**Directions**: Write out the full listing, matching it line for line.

**Task input**:
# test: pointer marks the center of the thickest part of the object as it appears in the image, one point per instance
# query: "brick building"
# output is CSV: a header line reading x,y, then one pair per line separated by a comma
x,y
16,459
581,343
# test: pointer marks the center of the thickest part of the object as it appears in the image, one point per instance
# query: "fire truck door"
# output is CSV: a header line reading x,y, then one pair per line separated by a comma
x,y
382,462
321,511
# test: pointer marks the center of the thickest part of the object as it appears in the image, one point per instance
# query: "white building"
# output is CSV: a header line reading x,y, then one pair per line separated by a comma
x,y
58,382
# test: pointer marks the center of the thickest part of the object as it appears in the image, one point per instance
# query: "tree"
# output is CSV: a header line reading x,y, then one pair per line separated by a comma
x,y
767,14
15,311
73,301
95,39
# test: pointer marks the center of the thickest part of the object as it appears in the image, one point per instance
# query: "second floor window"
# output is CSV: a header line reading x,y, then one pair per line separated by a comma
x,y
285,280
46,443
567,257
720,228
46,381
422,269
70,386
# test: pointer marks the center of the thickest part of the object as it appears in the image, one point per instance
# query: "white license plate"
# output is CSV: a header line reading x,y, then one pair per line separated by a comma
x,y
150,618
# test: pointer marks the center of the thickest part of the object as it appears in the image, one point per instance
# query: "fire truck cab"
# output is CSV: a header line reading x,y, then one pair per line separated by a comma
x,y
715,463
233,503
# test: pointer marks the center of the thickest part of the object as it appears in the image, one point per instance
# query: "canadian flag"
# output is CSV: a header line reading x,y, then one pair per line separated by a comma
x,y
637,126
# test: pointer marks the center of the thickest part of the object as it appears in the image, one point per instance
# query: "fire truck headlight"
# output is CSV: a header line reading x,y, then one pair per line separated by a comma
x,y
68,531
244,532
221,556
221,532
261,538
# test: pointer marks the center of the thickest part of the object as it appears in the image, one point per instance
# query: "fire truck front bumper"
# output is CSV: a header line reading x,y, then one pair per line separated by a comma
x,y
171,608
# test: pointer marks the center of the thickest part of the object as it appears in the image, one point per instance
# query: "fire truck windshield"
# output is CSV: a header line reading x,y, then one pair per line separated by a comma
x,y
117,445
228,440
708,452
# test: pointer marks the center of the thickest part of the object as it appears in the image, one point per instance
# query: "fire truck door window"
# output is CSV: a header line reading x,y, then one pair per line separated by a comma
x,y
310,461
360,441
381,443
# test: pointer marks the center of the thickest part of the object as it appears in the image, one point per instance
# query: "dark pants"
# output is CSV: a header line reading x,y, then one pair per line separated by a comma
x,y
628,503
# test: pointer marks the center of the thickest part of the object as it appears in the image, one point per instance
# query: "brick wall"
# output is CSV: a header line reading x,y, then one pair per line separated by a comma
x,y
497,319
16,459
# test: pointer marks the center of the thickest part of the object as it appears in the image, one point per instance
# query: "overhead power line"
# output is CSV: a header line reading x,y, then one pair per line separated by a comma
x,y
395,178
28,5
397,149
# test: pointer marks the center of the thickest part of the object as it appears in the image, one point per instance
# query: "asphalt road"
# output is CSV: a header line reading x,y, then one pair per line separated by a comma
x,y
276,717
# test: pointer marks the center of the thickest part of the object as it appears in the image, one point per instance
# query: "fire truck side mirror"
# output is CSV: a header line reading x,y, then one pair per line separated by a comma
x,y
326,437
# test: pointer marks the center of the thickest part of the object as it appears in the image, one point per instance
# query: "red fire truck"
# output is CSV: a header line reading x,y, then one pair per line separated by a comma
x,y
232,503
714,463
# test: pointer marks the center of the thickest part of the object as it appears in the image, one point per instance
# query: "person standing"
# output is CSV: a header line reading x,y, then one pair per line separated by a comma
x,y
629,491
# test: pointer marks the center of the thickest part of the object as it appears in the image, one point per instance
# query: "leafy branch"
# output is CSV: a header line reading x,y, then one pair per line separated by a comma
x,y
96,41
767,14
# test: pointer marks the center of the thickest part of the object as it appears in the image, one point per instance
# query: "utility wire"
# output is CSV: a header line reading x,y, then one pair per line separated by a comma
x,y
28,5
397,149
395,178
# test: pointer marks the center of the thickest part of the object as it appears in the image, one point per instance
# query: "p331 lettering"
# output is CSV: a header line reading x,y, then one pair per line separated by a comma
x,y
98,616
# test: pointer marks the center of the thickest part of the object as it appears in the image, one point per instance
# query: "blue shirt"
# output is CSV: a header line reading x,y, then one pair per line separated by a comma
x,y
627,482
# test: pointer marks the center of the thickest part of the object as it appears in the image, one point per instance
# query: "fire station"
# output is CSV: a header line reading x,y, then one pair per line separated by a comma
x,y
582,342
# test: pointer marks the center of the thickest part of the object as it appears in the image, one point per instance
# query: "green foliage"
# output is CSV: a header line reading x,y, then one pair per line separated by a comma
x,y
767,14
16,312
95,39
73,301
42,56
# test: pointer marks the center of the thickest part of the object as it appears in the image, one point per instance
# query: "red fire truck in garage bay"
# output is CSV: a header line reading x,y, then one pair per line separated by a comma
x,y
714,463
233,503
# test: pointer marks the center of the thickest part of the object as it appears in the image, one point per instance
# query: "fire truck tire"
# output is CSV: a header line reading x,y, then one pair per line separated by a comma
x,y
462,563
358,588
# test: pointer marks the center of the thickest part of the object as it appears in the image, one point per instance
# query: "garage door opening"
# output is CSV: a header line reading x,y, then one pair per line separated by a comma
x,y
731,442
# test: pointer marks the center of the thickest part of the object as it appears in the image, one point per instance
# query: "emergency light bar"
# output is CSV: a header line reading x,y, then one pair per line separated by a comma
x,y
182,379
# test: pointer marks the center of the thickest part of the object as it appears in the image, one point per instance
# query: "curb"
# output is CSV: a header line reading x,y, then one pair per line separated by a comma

**Answer area**:
# test: pointer marks the center of the thickest part of the object as it appears in the image, one point per instance
# query: "brick building"
# output is CSV: a header line reading x,y, then one pair per line separated by a comma
x,y
16,459
581,343
# test: pointer marks the center of the thickest part of the object as it appears in the image, one point per instance
# query: "fire truck door"
# output is CSV: a header line reading x,y, then one pair per line separated by a comma
x,y
382,462
321,511
# test: pointer marks the center of the thickest part of the object as it appears in the image, one point per instance
# query: "white building"
# output is CSV: a header line reading x,y, then one pair per line separated by a comma
x,y
58,382
# test: pointer marks the center of the thickest part of the object as it appears in the image, one point per instance
# query: "tree"
# output is CSV: a header line reading x,y, then one pair per line separated by a comma
x,y
767,14
15,311
73,301
95,39
# test: pointer marks the center of the thickest part of the object as it appears in the image, one point per instance
# query: "second floor window"
# output is CSV: a header line reading x,y, then one pair per line separated by a comma
x,y
285,280
46,443
567,257
720,228
46,381
422,269
70,386
# test: pointer marks the center of the thickest part of the object as it appears in the image, one point per instance
# query: "white license plate"
# output is CSV: a header line reading x,y, then one pair per line separated by a comma
x,y
150,618
# test: pointer marks the center of the thickest part of the object as it appears in the image, one point per instance
# query: "fire truck cab"
# output is CSV: a header line reading x,y, then one pair per line separated by a comma
x,y
715,463
233,503
# test: pointer marks the center of the thickest part of the object as it appears in the image, one point per instance
# query: "canadian flag"
# output is CSV: a header line reading x,y, then one pair per line separated by a comma
x,y
637,126
# test: pointer marks the center of the thickest part of the object as it appears in the image, one point per instance
# query: "fire truck headlight"
# output is CSV: a header line reading x,y, then one pair per line separated by a comma
x,y
68,531
244,532
221,556
221,532
261,538
# test: pointer marks the center of the thickest part of the object as it appears in the image, one point per instance
# query: "fire truck front bumper"
# output is CSV: a header line reading x,y, then one pair per line separated by a comma
x,y
171,608
# test: pointer marks the center of the thickest part of the object as it appears in the image, one point per instance
# query: "fire truck windshield"
# output is CSV: a header line reading x,y, then one pair per line separated by a comma
x,y
117,445
228,440
708,452
# test: pointer marks the center of the thickest part of the object as it appears in the image, one point per instance
# query: "fire truck door window"
# output is CSV: a header line reading x,y, then one pair per line separated by a comma
x,y
310,461
360,441
381,443
# test: pointer marks the center of the thickest part of the object as it appears in the image, one point per instance
# query: "dark pants"
# output is CSV: a header line reading x,y, then one pair per line separated by a comma
x,y
628,503
# test: pointer marks the center of the thickest part of the object as it appears in the image, one point per instance
# query: "brick wall"
# output is CSV: a header line reading x,y, then one pair per line separated by a comma
x,y
497,319
16,459
# test: pointer marks the center of the thickest part of the object as it appears in the image, one point per instance
# query: "overhead power line"
# output is CSV: a header line reading x,y, then one pair per line separated by a comma
x,y
395,178
28,5
397,149
# test: pointer marks the center of the thickest part of the object as it appears in the image, one point per instance
# query: "asphalt road"
# output is CSV: a header line reading x,y, then one pair per line separated by a comma
x,y
276,717
# test: pointer marks the center of the thickest part of the object as it appears in the image, one point per instance
# query: "fire truck side mirror"
# output is CSV: a header line reading x,y, then one pair per line separated by a comma
x,y
326,437
# test: pointer marks the center of the thickest part of the object as it appears in the image, one point per instance
# query: "red fire truck"
# output is CSV: a header line reading x,y, then one pair per line separated by a comma
x,y
232,503
714,463
# test: pointer marks the center of the thickest part of the object as it appears in the image, one point per instance
# query: "person standing"
# output is CSV: a header line reading x,y, then one pair per line separated by a comma
x,y
629,491
# test: pointer marks the center of the thickest part of the object as it appears in the image, one point per instance
# query: "leafy branch"
# output is CSV: a header line reading x,y, then one pair per line separated by a comma
x,y
96,41
767,14
# test: pointer marks the center of the thickest part of the object as it appears in the image, one point per instance
# query: "utility wire"
# output is CSV: a header line reading x,y, then one pair per line separated by a comma
x,y
28,5
397,149
395,178
# test: pointer marks the center of the thickest part of the object as it appears in the image, one point per instance
# query: "p331 lettering"
# output is CSV: a header line reading x,y, then one pair per line separated by a comma
x,y
98,616
# test: pointer marks the center of the thickest part of the object as it appears in the image, one point per instance
# query: "blue shirt"
# output is CSV: a header line reading x,y, then one pair per line separated by a comma
x,y
627,482
# test: pointer marks the center of the thickest part of the object as it appears in the image, one point per instance
# query: "fire station"
# output is CSV: a header line reading x,y, then one pair per line separated by a comma
x,y
582,342
# test: pointer marks the center of the thickest part of the object as it appears in the image, one point per instance
# query: "green foliage"
# output is CSV: a header line reading x,y, then one pair per line separated by a comma
x,y
767,14
16,312
95,39
73,301
42,56
# test: pointer marks the center of the thickest part of the object as it appears in the image, one point per instance
# query: "red fire truck in garage bay"
# output is CSV: a header line reading x,y, then one pair per line separated by a comma
x,y
714,463
233,503
# test: pointer marks the center of the thickest part of the object as it appears in the image, one point per instance
# query: "fire truck tire"
# output is CSV: a header line reading x,y, then one pair per line separated by a comma
x,y
462,563
358,588
# test: pointer marks the center of the thickest part of the object as it appears in the image, one point per instance
# query: "garage door opening"
# output is CSV: a header line reading x,y, then one pair per line separated by a comma
x,y
731,442
# test: pointer marks the center of the thickest part of the object as it appears in the image, one point per instance
# query: "emergency light bar"
# output is CSV: a header line reading x,y, then one pair per line separated by a comma
x,y
182,379
# test: pointer marks the center of the thickest part of the object as it appears in the image, one point per instance
# query: "curb"
# output is CSV: a header line reading x,y, then one pair per line separated by a comma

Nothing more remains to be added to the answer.